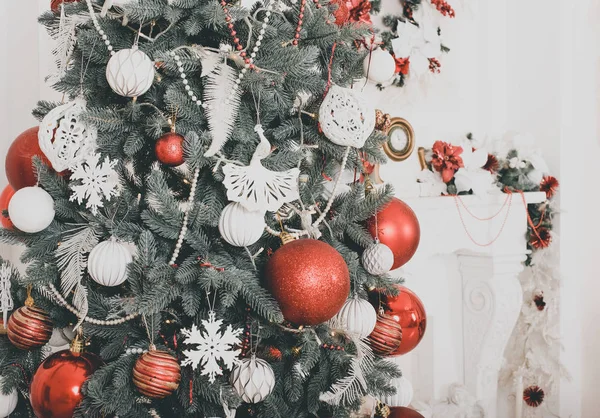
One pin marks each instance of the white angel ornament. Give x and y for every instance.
(255, 187)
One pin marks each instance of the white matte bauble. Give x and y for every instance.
(8, 403)
(357, 316)
(404, 393)
(31, 209)
(379, 66)
(346, 117)
(378, 259)
(239, 226)
(107, 263)
(253, 379)
(130, 72)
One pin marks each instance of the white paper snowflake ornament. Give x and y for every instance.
(212, 345)
(255, 187)
(130, 72)
(97, 181)
(65, 138)
(346, 117)
(253, 379)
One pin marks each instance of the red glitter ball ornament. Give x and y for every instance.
(386, 337)
(19, 159)
(29, 327)
(56, 385)
(309, 279)
(408, 311)
(397, 227)
(5, 197)
(169, 149)
(157, 374)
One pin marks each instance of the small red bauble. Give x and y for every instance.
(309, 279)
(406, 309)
(56, 385)
(29, 327)
(403, 412)
(169, 149)
(19, 159)
(5, 197)
(386, 336)
(398, 228)
(156, 374)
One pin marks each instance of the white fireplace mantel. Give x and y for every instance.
(491, 294)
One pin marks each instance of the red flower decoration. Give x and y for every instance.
(549, 185)
(541, 238)
(491, 164)
(443, 7)
(402, 65)
(533, 396)
(446, 159)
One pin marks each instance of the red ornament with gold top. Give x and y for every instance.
(156, 374)
(309, 279)
(55, 389)
(169, 149)
(397, 227)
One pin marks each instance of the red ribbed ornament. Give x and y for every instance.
(29, 327)
(169, 149)
(156, 374)
(386, 337)
(56, 385)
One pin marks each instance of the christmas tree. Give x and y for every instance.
(187, 210)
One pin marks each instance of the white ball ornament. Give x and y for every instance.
(130, 72)
(378, 259)
(346, 117)
(8, 403)
(107, 263)
(253, 379)
(357, 316)
(31, 209)
(379, 66)
(239, 226)
(404, 393)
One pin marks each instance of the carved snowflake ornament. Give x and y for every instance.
(255, 187)
(346, 117)
(93, 182)
(130, 72)
(65, 138)
(212, 345)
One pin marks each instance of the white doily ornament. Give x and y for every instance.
(357, 316)
(99, 181)
(31, 209)
(108, 261)
(404, 393)
(239, 226)
(65, 138)
(130, 72)
(378, 259)
(346, 117)
(213, 344)
(253, 379)
(257, 188)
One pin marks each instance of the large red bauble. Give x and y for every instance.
(386, 337)
(399, 229)
(19, 164)
(156, 374)
(29, 327)
(310, 281)
(403, 412)
(5, 197)
(56, 385)
(406, 309)
(169, 149)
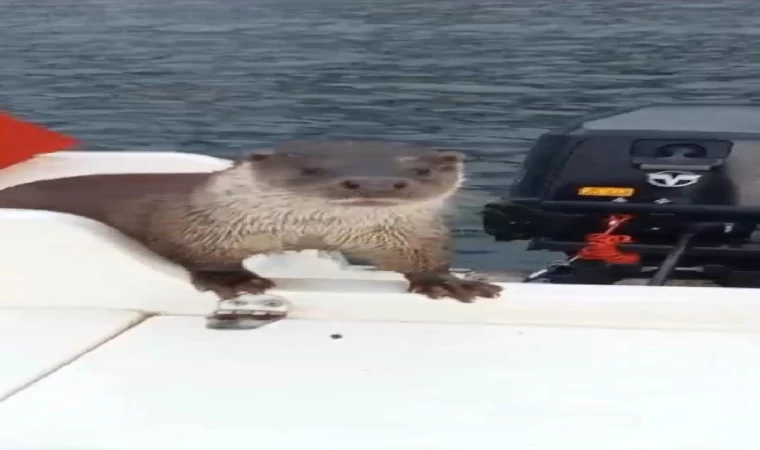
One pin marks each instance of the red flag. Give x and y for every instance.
(21, 140)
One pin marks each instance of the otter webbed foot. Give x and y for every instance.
(438, 285)
(230, 283)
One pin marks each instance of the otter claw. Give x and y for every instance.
(229, 285)
(437, 286)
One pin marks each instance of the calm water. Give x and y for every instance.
(218, 76)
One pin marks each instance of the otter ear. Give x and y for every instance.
(450, 157)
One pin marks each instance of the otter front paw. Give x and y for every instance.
(438, 285)
(230, 284)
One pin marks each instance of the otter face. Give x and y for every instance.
(360, 173)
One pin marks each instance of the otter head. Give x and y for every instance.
(360, 173)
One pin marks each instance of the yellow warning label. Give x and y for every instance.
(606, 191)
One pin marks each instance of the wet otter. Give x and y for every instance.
(376, 201)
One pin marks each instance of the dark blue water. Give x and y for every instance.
(219, 76)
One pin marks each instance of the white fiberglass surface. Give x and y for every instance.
(34, 342)
(169, 383)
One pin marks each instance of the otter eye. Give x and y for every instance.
(310, 171)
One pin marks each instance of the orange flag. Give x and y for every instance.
(21, 140)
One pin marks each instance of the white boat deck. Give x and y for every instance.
(103, 346)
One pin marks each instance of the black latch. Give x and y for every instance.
(679, 155)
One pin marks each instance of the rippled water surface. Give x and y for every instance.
(485, 76)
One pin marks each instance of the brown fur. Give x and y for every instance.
(291, 198)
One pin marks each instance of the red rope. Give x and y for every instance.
(603, 246)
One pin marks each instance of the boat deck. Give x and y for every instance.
(103, 346)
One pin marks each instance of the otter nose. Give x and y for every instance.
(374, 184)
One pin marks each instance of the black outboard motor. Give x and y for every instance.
(676, 186)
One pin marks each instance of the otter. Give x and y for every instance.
(381, 202)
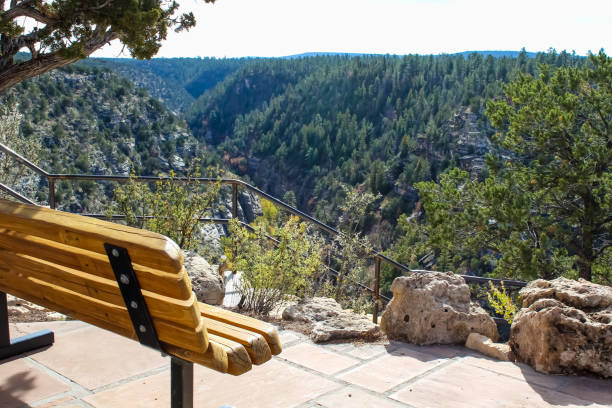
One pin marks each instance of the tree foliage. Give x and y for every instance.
(545, 210)
(59, 32)
(172, 208)
(274, 272)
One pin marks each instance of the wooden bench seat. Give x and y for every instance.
(59, 260)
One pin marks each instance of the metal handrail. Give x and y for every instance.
(235, 183)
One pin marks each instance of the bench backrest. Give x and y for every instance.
(58, 260)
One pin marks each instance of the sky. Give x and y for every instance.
(274, 28)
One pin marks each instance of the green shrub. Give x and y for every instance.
(502, 302)
(173, 208)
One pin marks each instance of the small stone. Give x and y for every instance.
(484, 345)
(329, 321)
(207, 284)
(434, 308)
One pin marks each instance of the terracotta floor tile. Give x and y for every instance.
(520, 371)
(23, 384)
(150, 392)
(384, 373)
(440, 351)
(462, 385)
(94, 357)
(367, 351)
(317, 358)
(590, 389)
(60, 401)
(274, 384)
(287, 337)
(350, 397)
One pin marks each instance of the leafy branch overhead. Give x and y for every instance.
(59, 32)
(544, 211)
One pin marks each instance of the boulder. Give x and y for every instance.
(208, 285)
(434, 308)
(329, 321)
(565, 326)
(484, 345)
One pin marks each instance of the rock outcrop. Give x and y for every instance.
(434, 308)
(565, 326)
(207, 283)
(329, 321)
(483, 344)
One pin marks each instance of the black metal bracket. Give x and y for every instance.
(132, 296)
(23, 344)
(181, 371)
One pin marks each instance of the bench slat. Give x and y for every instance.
(173, 285)
(238, 358)
(82, 307)
(151, 249)
(182, 312)
(254, 343)
(245, 322)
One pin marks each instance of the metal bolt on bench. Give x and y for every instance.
(181, 371)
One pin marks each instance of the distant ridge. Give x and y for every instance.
(495, 54)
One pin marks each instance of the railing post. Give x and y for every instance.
(235, 200)
(51, 193)
(376, 290)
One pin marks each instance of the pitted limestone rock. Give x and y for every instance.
(329, 321)
(208, 285)
(565, 326)
(434, 308)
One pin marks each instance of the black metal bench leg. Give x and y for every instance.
(181, 383)
(8, 347)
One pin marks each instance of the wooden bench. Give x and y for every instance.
(126, 280)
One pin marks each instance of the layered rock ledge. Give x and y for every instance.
(565, 326)
(434, 308)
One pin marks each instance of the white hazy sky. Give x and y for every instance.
(273, 28)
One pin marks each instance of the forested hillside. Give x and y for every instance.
(91, 120)
(176, 81)
(300, 128)
(385, 122)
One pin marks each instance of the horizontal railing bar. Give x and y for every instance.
(142, 179)
(16, 195)
(231, 181)
(22, 160)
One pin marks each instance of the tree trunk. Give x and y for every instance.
(588, 236)
(585, 270)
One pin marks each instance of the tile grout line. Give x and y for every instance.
(77, 389)
(341, 383)
(559, 389)
(133, 378)
(424, 374)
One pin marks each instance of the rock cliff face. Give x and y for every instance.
(329, 321)
(565, 326)
(434, 308)
(470, 140)
(95, 122)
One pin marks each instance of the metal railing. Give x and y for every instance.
(235, 184)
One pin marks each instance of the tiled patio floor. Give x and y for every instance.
(89, 367)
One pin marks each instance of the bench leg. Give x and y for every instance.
(181, 383)
(8, 347)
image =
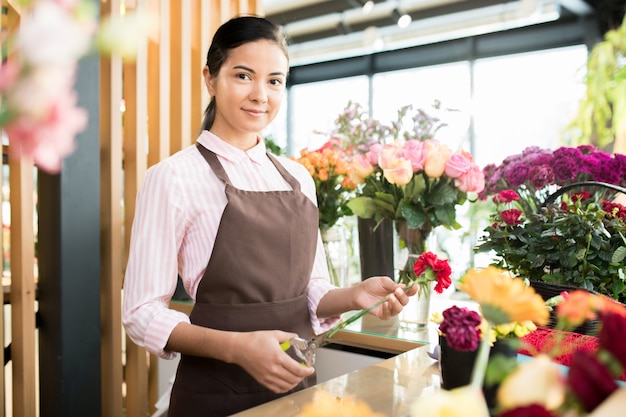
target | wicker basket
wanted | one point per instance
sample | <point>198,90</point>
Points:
<point>548,290</point>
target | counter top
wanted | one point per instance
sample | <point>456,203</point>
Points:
<point>389,387</point>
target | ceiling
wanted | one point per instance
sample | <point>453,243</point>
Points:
<point>321,30</point>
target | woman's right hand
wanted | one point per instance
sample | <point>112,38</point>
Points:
<point>259,353</point>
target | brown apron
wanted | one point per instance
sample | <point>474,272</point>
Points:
<point>256,279</point>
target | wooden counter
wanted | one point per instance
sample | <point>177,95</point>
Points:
<point>389,387</point>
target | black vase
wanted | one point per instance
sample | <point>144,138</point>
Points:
<point>376,248</point>
<point>456,366</point>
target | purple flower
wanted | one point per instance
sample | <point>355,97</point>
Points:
<point>460,328</point>
<point>565,168</point>
<point>541,175</point>
<point>517,174</point>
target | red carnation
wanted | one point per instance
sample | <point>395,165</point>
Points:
<point>430,268</point>
<point>506,196</point>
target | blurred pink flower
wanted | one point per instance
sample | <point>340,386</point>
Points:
<point>436,157</point>
<point>396,169</point>
<point>457,165</point>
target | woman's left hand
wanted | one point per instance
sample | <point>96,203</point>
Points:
<point>373,289</point>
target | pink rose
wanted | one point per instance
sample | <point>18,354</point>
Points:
<point>374,153</point>
<point>361,168</point>
<point>436,157</point>
<point>457,165</point>
<point>415,151</point>
<point>472,181</point>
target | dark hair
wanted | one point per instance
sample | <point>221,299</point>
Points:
<point>234,33</point>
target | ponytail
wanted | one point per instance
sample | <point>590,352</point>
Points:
<point>209,115</point>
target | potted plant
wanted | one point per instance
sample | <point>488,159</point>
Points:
<point>555,220</point>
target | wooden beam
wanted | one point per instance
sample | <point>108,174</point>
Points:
<point>22,286</point>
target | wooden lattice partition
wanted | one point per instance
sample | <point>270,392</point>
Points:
<point>164,97</point>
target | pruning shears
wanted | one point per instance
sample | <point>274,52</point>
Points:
<point>305,349</point>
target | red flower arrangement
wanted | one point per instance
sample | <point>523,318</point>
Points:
<point>577,242</point>
<point>427,268</point>
<point>592,375</point>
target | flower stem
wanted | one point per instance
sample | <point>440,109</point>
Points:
<point>482,359</point>
<point>344,323</point>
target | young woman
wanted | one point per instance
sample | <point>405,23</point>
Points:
<point>239,226</point>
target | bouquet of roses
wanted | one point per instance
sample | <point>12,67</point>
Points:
<point>412,177</point>
<point>329,167</point>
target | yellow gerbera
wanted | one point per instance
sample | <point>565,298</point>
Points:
<point>502,297</point>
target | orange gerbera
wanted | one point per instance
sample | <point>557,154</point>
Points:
<point>581,305</point>
<point>504,298</point>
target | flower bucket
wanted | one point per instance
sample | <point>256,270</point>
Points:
<point>376,248</point>
<point>456,366</point>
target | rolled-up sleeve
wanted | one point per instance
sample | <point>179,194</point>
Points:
<point>152,269</point>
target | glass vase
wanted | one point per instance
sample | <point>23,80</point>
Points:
<point>409,244</point>
<point>337,254</point>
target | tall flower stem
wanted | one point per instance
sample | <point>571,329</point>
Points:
<point>344,323</point>
<point>482,359</point>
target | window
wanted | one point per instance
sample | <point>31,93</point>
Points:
<point>315,107</point>
<point>525,99</point>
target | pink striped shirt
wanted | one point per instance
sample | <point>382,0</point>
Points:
<point>178,211</point>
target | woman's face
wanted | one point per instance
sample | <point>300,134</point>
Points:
<point>248,91</point>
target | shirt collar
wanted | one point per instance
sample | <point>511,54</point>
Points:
<point>227,151</point>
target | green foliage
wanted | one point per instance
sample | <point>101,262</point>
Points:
<point>601,115</point>
<point>575,243</point>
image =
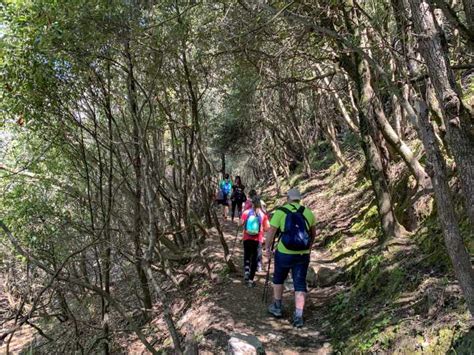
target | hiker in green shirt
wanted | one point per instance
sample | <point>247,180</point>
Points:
<point>295,225</point>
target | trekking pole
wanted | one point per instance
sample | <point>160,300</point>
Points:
<point>267,279</point>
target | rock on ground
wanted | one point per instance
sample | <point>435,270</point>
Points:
<point>243,344</point>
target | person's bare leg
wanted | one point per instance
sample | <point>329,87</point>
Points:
<point>300,298</point>
<point>277,292</point>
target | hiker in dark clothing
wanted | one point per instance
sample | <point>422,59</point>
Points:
<point>255,224</point>
<point>248,205</point>
<point>238,196</point>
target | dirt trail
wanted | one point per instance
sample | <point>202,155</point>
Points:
<point>22,337</point>
<point>242,309</point>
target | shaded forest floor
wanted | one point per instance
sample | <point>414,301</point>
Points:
<point>393,297</point>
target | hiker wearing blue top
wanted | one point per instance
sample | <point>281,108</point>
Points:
<point>295,226</point>
<point>225,187</point>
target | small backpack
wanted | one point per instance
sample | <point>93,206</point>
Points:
<point>253,223</point>
<point>295,237</point>
<point>239,194</point>
<point>226,187</point>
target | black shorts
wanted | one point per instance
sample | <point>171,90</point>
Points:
<point>224,201</point>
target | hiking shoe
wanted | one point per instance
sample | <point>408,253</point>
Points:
<point>298,322</point>
<point>274,310</point>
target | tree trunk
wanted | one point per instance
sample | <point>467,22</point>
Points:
<point>137,166</point>
<point>458,120</point>
<point>390,225</point>
<point>446,212</point>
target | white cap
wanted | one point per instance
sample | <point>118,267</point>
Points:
<point>294,194</point>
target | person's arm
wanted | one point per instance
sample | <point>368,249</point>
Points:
<point>269,239</point>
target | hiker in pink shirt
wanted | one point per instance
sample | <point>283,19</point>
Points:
<point>255,223</point>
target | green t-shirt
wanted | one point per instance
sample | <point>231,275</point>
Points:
<point>278,221</point>
<point>226,186</point>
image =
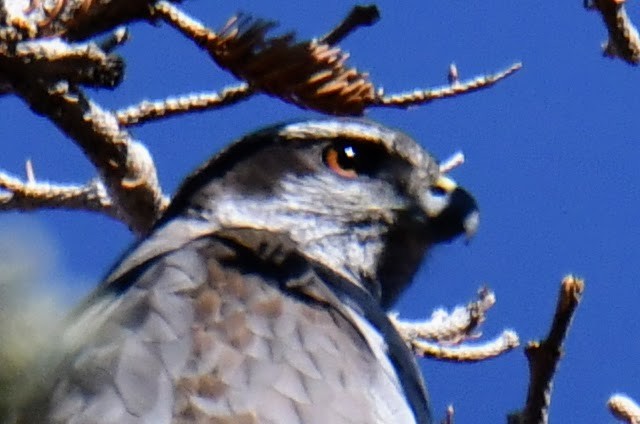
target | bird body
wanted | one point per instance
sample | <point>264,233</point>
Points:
<point>261,295</point>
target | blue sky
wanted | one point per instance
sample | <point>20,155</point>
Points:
<point>551,158</point>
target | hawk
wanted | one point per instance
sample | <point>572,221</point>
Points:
<point>261,295</point>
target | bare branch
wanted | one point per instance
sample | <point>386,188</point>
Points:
<point>86,64</point>
<point>624,408</point>
<point>74,20</point>
<point>624,40</point>
<point>504,343</point>
<point>434,338</point>
<point>452,328</point>
<point>543,357</point>
<point>452,162</point>
<point>161,109</point>
<point>16,195</point>
<point>125,165</point>
<point>420,97</point>
<point>358,17</point>
<point>310,74</point>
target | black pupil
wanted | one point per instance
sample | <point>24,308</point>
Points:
<point>349,158</point>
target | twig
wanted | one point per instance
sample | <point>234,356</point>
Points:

**WHAT THE EXERCISE ASKS**
An exact, complete copy of the lines above from the one with "target | tall flower stem" through the one with "target | pink striped shirt" is the whole answer.

**ANSWER SPACE**
target | tall flower stem
wanted | one point per instance
sample | <point>571,329</point>
Points:
<point>344,323</point>
<point>482,359</point>
target | window
wanted | one point per instance
sample | <point>31,93</point>
Points:
<point>315,107</point>
<point>525,99</point>
target | pink striped shirt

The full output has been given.